◆ **Written problem**
Could you copy, word for word and with nothing else, the lines of the data below from the line holding "Pick out the wheel" through the line holding "pixel 770 196", both of those lines included?

◆ **Records supplied**
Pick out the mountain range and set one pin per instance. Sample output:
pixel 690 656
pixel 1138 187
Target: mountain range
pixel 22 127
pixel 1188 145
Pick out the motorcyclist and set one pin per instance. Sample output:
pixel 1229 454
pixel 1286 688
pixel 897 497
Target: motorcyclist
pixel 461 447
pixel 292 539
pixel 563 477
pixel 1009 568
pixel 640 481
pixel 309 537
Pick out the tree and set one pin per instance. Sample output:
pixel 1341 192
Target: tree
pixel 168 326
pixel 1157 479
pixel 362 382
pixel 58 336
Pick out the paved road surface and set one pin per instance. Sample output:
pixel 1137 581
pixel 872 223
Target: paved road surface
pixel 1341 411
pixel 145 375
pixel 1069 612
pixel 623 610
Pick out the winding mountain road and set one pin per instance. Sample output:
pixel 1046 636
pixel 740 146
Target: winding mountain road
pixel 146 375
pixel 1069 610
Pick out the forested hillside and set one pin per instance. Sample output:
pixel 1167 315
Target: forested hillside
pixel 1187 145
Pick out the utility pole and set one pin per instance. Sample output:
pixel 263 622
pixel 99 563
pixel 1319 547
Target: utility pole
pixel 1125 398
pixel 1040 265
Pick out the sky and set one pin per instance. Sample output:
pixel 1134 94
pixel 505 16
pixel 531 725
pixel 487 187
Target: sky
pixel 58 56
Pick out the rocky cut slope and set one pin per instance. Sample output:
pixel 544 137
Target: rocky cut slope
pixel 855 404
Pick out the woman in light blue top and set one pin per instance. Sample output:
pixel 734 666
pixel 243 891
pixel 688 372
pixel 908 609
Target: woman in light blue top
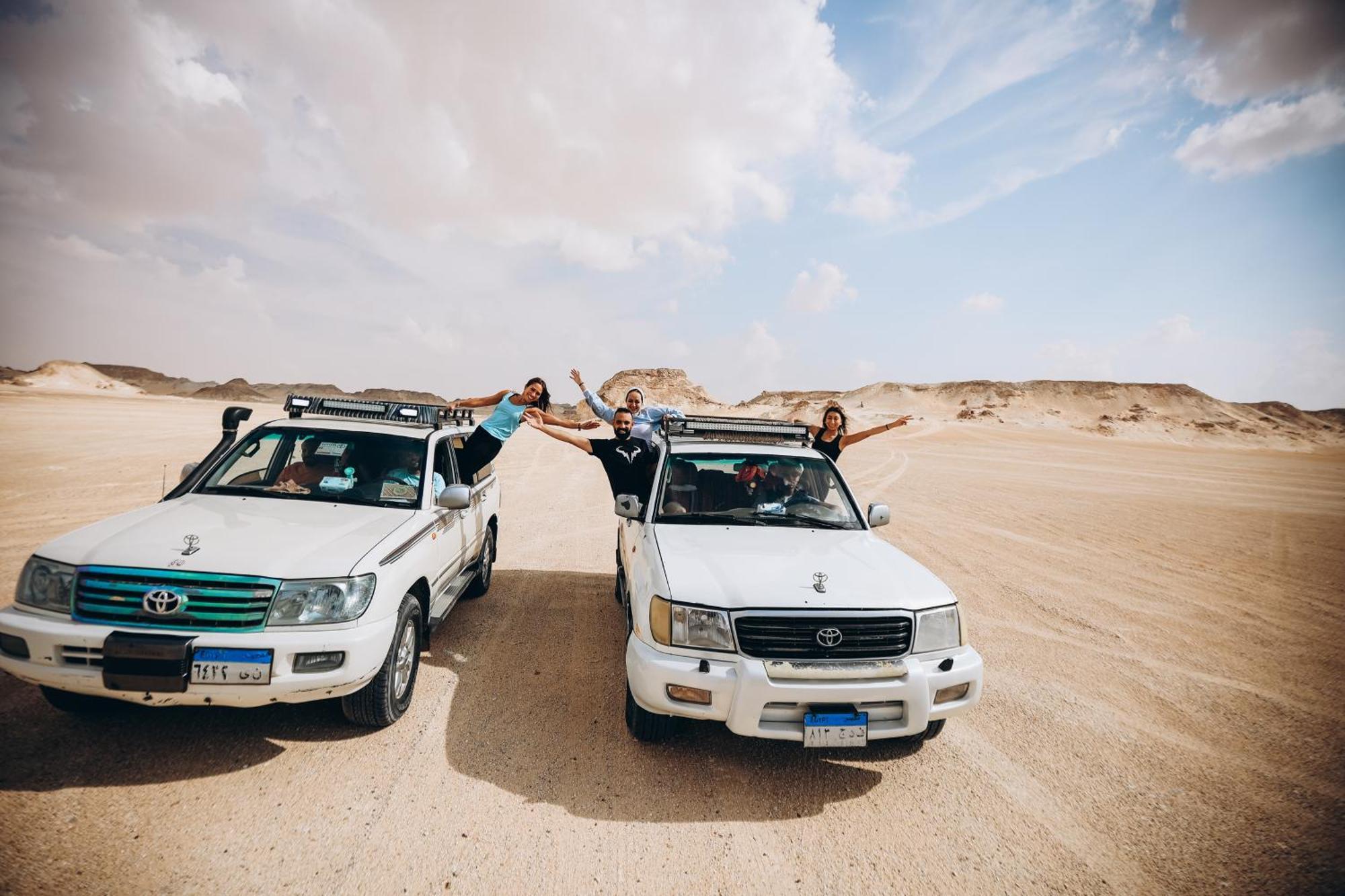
pixel 489 438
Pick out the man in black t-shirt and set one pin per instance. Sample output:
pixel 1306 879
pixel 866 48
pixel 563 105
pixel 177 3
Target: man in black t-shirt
pixel 627 460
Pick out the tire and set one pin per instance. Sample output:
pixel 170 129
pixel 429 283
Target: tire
pixel 385 698
pixel 68 701
pixel 484 576
pixel 646 727
pixel 931 731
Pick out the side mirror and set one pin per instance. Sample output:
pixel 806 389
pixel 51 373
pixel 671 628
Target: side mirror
pixel 629 506
pixel 879 516
pixel 455 498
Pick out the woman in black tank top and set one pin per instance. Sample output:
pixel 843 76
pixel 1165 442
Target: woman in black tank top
pixel 831 438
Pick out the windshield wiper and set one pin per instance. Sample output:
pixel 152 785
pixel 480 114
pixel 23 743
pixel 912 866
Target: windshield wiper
pixel 711 520
pixel 805 521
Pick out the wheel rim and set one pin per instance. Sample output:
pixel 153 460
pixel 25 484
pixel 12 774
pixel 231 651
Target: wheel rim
pixel 406 659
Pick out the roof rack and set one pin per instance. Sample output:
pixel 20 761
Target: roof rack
pixel 736 430
pixel 403 412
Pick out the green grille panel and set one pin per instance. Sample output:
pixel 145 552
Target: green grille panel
pixel 215 602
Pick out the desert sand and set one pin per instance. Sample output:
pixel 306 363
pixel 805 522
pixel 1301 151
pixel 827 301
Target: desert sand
pixel 1161 627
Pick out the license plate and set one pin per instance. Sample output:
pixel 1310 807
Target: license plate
pixel 836 729
pixel 231 666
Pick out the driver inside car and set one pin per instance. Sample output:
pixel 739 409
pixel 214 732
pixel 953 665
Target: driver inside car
pixel 311 469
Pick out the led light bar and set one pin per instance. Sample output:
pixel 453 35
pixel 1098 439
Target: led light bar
pixel 736 430
pixel 391 411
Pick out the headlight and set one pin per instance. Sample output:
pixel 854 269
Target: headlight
pixel 322 600
pixel 680 626
pixel 46 584
pixel 937 630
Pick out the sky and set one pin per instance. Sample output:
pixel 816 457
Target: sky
pixel 770 196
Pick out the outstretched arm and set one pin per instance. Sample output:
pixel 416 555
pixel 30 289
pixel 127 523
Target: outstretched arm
pixel 660 412
pixel 579 442
pixel 567 424
pixel 813 430
pixel 860 436
pixel 485 401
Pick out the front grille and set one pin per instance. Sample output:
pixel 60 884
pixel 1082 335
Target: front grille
pixel 797 637
pixel 213 600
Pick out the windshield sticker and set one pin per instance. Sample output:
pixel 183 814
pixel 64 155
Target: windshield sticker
pixel 289 486
pixel 397 491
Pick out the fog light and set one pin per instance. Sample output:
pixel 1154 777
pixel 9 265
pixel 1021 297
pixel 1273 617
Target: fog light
pixel 319 662
pixel 689 694
pixel 13 646
pixel 957 692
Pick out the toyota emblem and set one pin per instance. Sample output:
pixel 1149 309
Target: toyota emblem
pixel 162 602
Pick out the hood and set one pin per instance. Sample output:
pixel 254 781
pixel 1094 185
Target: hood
pixel 759 567
pixel 244 536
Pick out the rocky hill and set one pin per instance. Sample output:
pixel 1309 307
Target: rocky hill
pixel 1156 412
pixel 661 386
pixel 1168 412
pixel 72 376
pixel 236 389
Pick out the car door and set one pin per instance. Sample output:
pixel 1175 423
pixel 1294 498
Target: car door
pixel 453 534
pixel 631 532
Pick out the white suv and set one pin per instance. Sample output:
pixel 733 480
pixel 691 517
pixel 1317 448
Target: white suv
pixel 307 561
pixel 758 595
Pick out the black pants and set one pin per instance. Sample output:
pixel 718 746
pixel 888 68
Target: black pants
pixel 478 451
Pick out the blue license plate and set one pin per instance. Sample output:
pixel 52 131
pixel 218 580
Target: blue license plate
pixel 231 666
pixel 836 729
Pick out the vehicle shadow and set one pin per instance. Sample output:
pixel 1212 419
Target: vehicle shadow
pixel 48 749
pixel 539 710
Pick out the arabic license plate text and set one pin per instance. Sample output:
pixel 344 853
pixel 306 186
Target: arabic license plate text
pixel 836 729
pixel 231 666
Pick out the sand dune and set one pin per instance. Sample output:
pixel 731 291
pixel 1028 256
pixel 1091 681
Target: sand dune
pixel 1164 700
pixel 71 376
pixel 1149 412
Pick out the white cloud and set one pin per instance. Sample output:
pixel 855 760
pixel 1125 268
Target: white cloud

◆ **Expected answer**
Pick out the wheel rim and set one pin per instance. Sample output:
pixel 153 460
pixel 25 484
pixel 12 774
pixel 231 651
Target: wheel rim
pixel 406 659
Pick out the roof rack and set one pin per instance. Sample output:
pixel 20 761
Target: roof rack
pixel 736 430
pixel 403 412
Pick out the green grille panel and set one pin per instance. Sample output:
pixel 145 552
Target: green grille panel
pixel 215 602
Pick out the desert sand and set one pin per instance. Sample output:
pixel 306 363
pixel 805 522
pixel 1301 151
pixel 827 301
Target: desert sand
pixel 1161 627
Pick out the license plate and set one pin per instance. Sample output:
pixel 1310 807
Target: license plate
pixel 836 729
pixel 231 666
Pick out the driver inside car and set one pin per instance. Sample output:
pixel 739 409
pixel 214 732
pixel 953 665
Target: driver inside car
pixel 311 469
Pick out the led light bar and set one pin per instance. Sample output:
pixel 453 35
pixel 1098 439
Target: led light bar
pixel 736 430
pixel 391 411
Pick out the headlight and set one pin per instance. Sample output:
pixel 854 269
Target: headlight
pixel 322 600
pixel 680 626
pixel 46 584
pixel 937 630
Pick out the sky and set one pin per instance. Sample output:
pixel 816 457
Target: sky
pixel 770 196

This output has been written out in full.